## EXERCISE OBJECTIVE
Copy the passage on a no-deal Brexit word for word, from "A no-deal exit" to "no-deal Brexit mean?".

## SOURCE TEXT
╔══

A no-deal exit could occur if Mrs May were to reject the EU’s demand for more concessions and walk out of the negotiations. While the probability of this is low, with Mrs May seeming to have committed herself to a soft Brexit, she may fear that a further retreat from her original “red lines” would foment a backbench rebellion. There is a higher probability that Mrs May will accept further concessions and face a leadership challenge. Alternatively, parliament could reject a watered-down Chequers agreement, which leaves no time for further negotiations and results in the UK exiting without a divorce agreement. It is possible that there could be a more amicable ‘agreed no-deal’, in which divorce talks would end with a limited agreement that plans for an orderly divorce.

What does a no-deal Brexit mean?

The UK would trade on  terms dictated by the World Trade Organisation (WTO), which govern 98% of global trade. The main concern of leaving without a deal is the impact it will have on the service sector, which makes up almost 80% of the UK economy. The WTO’s coverage of services is incomplete and it would not give UK firms the level of EU market access they enjoy under the single market. As a result, businesses could lose their passporting rights, making it harder to sell their services across Europe.

╚══

## STORED DATA
╔══

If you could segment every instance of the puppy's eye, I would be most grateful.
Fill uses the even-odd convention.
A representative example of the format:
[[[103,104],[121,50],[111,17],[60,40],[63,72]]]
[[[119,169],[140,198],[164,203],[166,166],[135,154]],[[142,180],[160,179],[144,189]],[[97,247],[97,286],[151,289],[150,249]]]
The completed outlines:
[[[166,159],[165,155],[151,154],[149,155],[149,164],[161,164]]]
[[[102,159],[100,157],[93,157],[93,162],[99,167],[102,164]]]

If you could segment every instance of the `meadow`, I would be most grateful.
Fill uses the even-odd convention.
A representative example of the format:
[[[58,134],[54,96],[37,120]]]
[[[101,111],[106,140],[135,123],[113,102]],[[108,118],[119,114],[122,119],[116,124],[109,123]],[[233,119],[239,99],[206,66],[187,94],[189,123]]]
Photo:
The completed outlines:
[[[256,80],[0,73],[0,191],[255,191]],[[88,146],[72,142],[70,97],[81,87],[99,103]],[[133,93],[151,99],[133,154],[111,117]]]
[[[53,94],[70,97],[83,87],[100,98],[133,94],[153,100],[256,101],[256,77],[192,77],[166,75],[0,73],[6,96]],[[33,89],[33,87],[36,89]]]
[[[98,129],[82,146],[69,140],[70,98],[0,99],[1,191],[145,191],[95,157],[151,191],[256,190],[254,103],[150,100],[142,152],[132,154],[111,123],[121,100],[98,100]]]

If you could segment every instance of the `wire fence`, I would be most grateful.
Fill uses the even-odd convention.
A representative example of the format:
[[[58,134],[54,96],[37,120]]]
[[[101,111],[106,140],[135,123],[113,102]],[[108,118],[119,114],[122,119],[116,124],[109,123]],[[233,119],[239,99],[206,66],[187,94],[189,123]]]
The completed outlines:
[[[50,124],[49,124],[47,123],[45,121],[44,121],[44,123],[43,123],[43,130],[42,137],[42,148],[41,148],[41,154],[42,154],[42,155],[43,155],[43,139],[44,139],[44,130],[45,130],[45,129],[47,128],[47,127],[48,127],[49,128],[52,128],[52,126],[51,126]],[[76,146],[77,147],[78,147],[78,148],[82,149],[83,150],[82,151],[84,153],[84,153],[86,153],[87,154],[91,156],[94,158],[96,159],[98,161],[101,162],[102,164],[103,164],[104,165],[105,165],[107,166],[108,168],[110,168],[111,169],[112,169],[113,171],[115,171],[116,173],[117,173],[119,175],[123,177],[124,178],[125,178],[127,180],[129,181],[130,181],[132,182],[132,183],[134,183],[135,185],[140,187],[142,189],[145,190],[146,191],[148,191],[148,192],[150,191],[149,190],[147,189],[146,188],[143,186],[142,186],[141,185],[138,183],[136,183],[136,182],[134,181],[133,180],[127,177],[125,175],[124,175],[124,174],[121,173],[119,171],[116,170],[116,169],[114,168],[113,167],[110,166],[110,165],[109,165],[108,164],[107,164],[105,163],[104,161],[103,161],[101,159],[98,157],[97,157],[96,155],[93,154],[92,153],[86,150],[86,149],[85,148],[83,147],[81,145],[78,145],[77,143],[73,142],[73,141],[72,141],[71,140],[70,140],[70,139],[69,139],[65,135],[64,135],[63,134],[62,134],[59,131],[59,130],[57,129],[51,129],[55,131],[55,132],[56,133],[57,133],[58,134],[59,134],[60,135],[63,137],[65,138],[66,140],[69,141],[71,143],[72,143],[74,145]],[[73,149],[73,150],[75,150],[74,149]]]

╚══

## RESPONSE TO THIS TASK
A no-deal exit could occur if Mrs May were to reject the EU’s demand for more concessions and walk out of the negotiations. While the probability of this is low, with Mrs May seeming to have committed herself to a soft Brexit, she may fear that a further retreat from her original “red lines” would foment a backbench rebellion. There is a higher probability that Mrs May will accept further concessions and face a leadership challenge. Alternatively, parliament could reject a watered-down Chequers agreement, which leaves no time for further negotiations and results in the UK exiting without a divorce agreement. It is possible that there could be a more amicable ‘agreed no-deal’, in which divorce talks would end with a limited agreement that plans for an orderly divorce.

What does a no-deal Brexit mean?